**Exercise goal**
Return every line from the one with "Where in the drawing above does the open" through the one with "Where in the drawing above does the bird head", inclusive, exactly as it appears below.

Stored items from a collection:

◆ ◆ ◆ ◆ ◆

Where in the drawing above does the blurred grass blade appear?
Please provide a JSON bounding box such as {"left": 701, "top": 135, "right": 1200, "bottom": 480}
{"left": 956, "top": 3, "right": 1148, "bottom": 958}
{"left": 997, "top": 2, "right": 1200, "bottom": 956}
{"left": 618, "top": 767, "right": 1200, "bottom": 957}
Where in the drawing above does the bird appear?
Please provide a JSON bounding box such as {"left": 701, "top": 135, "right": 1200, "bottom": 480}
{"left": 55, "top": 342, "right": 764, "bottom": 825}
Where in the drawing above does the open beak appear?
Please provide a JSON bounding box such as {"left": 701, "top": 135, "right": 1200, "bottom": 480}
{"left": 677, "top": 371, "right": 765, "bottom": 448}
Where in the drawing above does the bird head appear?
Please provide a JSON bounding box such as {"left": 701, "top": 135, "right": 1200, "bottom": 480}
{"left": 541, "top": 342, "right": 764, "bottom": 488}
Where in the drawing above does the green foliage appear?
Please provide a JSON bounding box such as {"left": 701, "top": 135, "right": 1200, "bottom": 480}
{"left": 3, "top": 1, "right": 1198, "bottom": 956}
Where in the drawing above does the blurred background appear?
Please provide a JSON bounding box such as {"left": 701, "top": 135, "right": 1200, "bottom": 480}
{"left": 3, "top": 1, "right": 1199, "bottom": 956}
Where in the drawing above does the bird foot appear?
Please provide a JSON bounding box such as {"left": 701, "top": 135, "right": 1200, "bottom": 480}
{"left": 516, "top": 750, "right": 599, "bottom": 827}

◆ ◆ ◆ ◆ ◆

**Solution**
Where in the drawing above does the open beak appear?
Please provide a JSON bounding box such as {"left": 701, "top": 135, "right": 1200, "bottom": 480}
{"left": 677, "top": 371, "right": 765, "bottom": 448}
Where in the drawing above does the bird head appear?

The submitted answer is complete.